▸ **Questions**
- A) Return everything in the post on declining male fertility from "While much of" down to "in developing nations.", copied word for word.
- B) For each statement below, say yes or no according to the post on declining male fertility, and quote the deciding words from it. (i) The 2017 global study covered a period of 40 years. (ii) According to the National Institute of Child Health and Human Development, a larger share of men than of women have experienced infertility problems. (iii) Phthalates raise the body's testosterone level.
- C) In the post on declining male fertility, at what yearly rate have the number and quality of sperm cells been declining over the last few decades?

Post

Declining Male Fertility

Posted by Flux on 

8 June 2021

A 2017 global study over 40 years indicated that male sperm counts have dropped by 50% in those years. In her new book ‘Count Down’, leading reproductive epidemiologist Dr. Shanna Swan, who was part of the 2017 study, hypothesised that at the current trajectory, men will stop producing sperm by 2045. As alarmist as this may be, it does bring into focus the fact that there is an underlying problem that needs attention. “The current state of reproductive affairs can’t continue much longer without threatening human survival,” says Swan.

Fertility, both male and female, is on the decline. There is a common misconception that infertility is due to the female. However, according to the National Institute of Child Health and Human Development in the US, about 9% of men and 12% of women have experienced infertility problems. Low sperm count is a major contributor to male infertility. The number and quality of sperm cells have been declining over the last few decades at a rate of 1% per year. Lifestyle factors such as smoking, obesity, excessive alcohol consumption as well as stress are contributing factors to this downward trend. The other significant contributor are hormone- altering chemicals found in everyday products such as food, shampoos, flame retardants and pesticides. They contain phthalates which lowers the body’s testosterone level. Much of the damage to a male’s sperm count happens in the womb due to the mother’s exposure to these hormone-altering chemicals during pregnancy.

While much of the research data is from industrialised nations, South African urologist and sexual health expert Dr. Shingai Mutambirwa says the factors affecting male fertility are also to be found in developing nations.

▸ **Supplied entries**
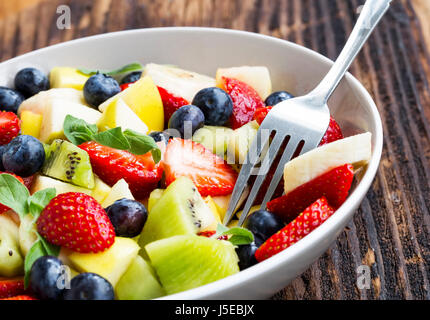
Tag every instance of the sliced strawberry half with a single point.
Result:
...
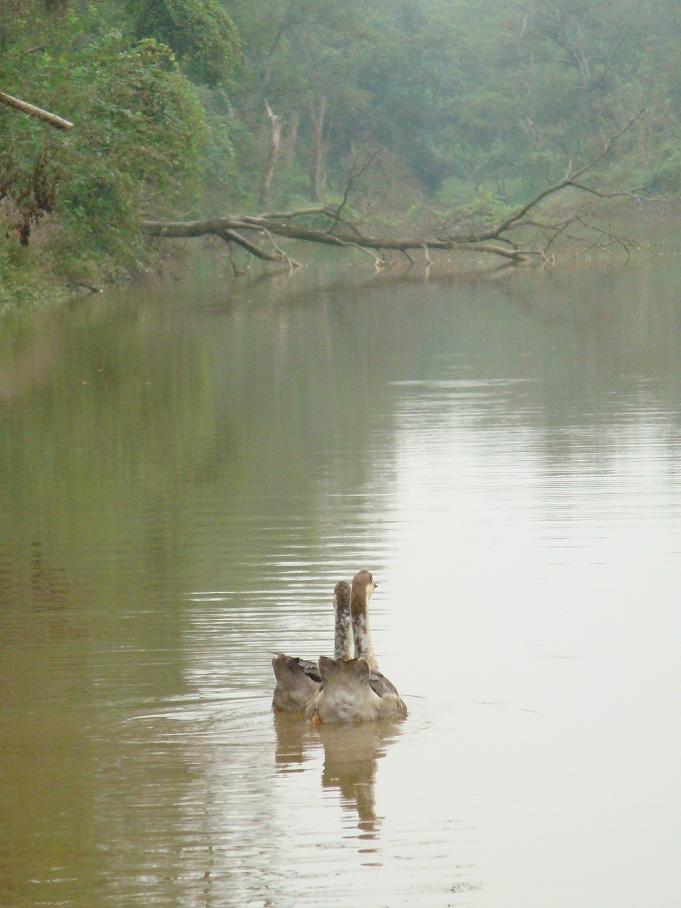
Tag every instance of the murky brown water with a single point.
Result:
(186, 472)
...
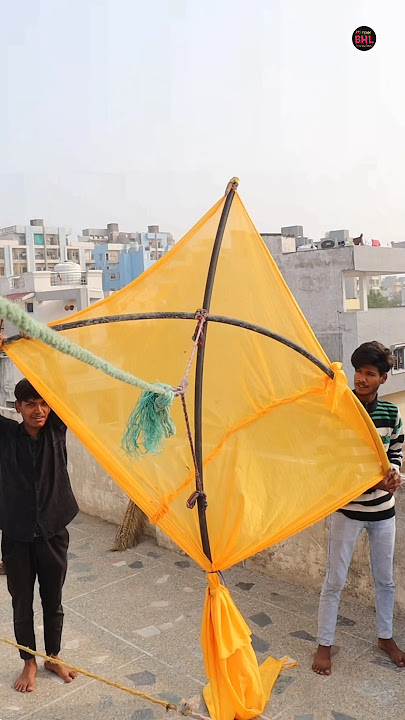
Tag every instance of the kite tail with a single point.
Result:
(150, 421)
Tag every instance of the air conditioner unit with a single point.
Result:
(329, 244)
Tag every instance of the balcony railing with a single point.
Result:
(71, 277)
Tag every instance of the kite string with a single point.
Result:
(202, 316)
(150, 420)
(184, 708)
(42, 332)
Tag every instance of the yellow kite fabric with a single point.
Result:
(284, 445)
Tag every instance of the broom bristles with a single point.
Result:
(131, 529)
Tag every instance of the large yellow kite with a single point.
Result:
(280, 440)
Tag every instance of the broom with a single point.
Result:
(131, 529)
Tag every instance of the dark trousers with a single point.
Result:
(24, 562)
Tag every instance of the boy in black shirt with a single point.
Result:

▸ **List of solutions**
- A)
While much of the research data is from industrialised nations, South African urologist and sexual health expert Dr. Shingai Mutambirwa says the factors affecting male fertility are also to be found in developing nations.

- B)
(i) Yes: "A 2017 global study over 40 years indicated that male sperm counts have dropped by 50% in those years."
(ii) No: "about 9% of men and 12% of women have experienced infertility problems."
(iii) No: "They contain phthalates which lowers the body’s testosterone level."

- C) 1% per year.